:: Page excerpt
Step 5: A cluster of cores is created using the makeCluster() function, with the number of cores equal to the number of cores detected on the machine. The parLapply() function is then used to apply the extract_data_from_file() function in parallel to each file in the ‘file_list’.

Step 6: After the parallel processing is done, the cluster is stopped using the stopCluster() function.

Step 7: The results of the parallel processing are stored in the ‘results’ variable and are printed to the console using the print() function.

R

# Import required library 
library(parallel) 
  
# Create a list of file names 
file_list <- c("sample1.txt", 
               "sample2.txt",  
               "sample3.txt") 
path <- "C:/Users/sande/OneDrive/Desktop/files/"
file_list <- paste0(path, file_list) 
  
extract_data_from_file <- function(file) { 
  # code to extract data from file 
  data <- readLines(file)
::::
:: Extracted information
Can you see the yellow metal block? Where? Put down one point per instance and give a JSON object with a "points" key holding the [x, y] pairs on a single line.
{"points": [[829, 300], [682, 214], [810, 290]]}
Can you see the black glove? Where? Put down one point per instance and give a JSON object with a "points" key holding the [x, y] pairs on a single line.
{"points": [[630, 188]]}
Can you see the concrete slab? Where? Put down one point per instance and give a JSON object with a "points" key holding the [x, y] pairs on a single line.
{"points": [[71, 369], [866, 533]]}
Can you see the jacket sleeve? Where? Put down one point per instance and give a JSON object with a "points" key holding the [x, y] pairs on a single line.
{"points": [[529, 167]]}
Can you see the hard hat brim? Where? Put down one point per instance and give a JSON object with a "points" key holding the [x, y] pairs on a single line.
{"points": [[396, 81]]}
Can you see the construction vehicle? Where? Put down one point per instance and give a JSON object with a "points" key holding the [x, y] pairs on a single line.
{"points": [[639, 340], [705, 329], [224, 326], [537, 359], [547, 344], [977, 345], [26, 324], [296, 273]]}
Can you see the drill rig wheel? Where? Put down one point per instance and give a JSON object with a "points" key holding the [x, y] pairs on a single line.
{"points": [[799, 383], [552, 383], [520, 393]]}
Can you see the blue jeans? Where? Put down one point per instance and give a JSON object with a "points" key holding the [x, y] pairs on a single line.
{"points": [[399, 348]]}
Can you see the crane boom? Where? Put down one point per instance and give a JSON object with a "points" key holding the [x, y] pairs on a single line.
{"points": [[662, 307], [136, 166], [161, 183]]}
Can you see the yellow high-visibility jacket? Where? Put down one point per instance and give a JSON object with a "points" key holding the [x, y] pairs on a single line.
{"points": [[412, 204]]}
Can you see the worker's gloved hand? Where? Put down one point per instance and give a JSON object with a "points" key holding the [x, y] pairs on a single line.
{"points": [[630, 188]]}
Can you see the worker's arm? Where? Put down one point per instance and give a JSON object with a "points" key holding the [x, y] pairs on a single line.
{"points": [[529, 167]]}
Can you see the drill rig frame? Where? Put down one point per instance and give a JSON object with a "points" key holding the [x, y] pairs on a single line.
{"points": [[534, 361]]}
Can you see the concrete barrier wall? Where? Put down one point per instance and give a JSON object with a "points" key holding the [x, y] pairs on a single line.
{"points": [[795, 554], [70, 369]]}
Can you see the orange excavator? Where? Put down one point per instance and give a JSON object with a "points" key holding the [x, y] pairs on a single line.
::::
### Task set
a. In two sentences, summarize the R parallel-processing excerpt.
b. Carry on the R parallel-processing excerpt from its last line.

### Responses for each task
a. A cluster is built with makeCluster() using as many cores as the machine has, and parLapply() applies extract_data_from_file() in parallel to each file in 'file_list'; afterward, stopCluster() stops the cluster, and the results are stored in 'results' and printed with print(). The code loads the parallel library, joins three sample file names to a folder path to form 'file_list', and begins defining extract_data_from_file(), which reads each file with readLines().

b.
  # perform data extraction operations here 
  # e.g. strsplit(data, " ") 
  return(data) 
} 
  
files <- list.files(pattern = ".txt") 
cl <- makeCluster(detectCores()) 
results <- parLapply(cl, file_list, 
                     extract_data_from_file) 
stopCluster(cl) 
  
# print the results 
print(results) 

Output:

How to Read multiple files parallelly and extract data in R

Read multiple files parallelly using purrr package in R

In this code, the map_df() function from the “purrr” package is used to extract data from each file in the ‘file_list’. The extract_data_from_file() function is applied to each file, and the results are combined into a single data frame using map_df(). Finally, the data is filtered using the ‘dplyr’ package to extract only the rows where the Gender is “Female”. The filtered data is then printed. Note that the ‘map_df’ function is parallelized, meaning that the data extraction process is performed concurrently on multiple files, greatly improving performance.

R

# Import required library 
library(purrr) 
library(dplyr) 
  
# Create a list of file names 
file_list <- c("sample1.txt", 
               "sample2.txt", "sample3.txt") 
path <- "C:/Users/sande/OneDrive/Desktop/files/"
file_list <- paste0(path, file_list)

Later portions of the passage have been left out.